[Records for labeling locations]
..............................

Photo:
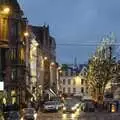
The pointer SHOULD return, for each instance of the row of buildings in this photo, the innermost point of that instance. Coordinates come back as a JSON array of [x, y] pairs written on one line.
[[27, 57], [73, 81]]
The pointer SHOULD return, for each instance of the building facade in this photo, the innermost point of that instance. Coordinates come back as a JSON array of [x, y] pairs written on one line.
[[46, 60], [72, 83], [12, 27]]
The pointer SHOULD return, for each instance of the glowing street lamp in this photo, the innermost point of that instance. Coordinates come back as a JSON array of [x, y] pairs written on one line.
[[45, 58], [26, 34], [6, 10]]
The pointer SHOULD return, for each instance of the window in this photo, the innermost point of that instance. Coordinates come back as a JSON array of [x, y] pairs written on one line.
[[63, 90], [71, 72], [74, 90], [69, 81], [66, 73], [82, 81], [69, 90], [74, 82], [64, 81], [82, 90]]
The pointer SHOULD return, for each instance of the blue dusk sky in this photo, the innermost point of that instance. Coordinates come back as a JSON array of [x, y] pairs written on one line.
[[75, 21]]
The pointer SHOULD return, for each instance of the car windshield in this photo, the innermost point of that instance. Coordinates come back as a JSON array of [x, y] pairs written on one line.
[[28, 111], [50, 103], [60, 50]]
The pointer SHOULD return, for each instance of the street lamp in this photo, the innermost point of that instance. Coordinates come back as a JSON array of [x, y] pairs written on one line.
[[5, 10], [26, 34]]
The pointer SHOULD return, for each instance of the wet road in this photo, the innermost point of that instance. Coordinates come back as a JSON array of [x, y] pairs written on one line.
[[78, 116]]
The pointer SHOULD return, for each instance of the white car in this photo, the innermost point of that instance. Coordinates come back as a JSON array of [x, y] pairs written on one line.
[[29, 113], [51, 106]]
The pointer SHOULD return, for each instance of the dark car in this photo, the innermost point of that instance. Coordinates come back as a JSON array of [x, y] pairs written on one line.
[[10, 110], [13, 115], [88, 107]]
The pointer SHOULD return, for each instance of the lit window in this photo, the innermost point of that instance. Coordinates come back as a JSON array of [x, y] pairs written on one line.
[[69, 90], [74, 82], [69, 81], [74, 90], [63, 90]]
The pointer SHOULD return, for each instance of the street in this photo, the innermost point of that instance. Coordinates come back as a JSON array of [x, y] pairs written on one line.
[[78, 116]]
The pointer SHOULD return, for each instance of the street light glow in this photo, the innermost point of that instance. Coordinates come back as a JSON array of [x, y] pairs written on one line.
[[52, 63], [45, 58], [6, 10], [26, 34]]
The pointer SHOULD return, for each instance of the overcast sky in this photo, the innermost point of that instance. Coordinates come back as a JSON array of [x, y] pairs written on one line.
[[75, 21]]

..............................

- [SET EXERCISE]:
Rescale the part of the records that opens with the line containing "The pointer SHOULD return, for each instance of the lit" and closes with the line containing "[[69, 90], [74, 82], [69, 81], [74, 90], [63, 90]]". Write those lines out again, requests included, with every coordinate in the answers multiplied by 0.2 and rounded to a whole number, halves rounded up.

- [SOLVED EXERCISE]:
The pointer SHOULD return, for each instance of the lit window in this photo, the innermost point of that instance. Coordinates come back as a JSON array of [x, y] pairs written on one line.
[[14, 18], [15, 16], [14, 16], [15, 18], [13, 18]]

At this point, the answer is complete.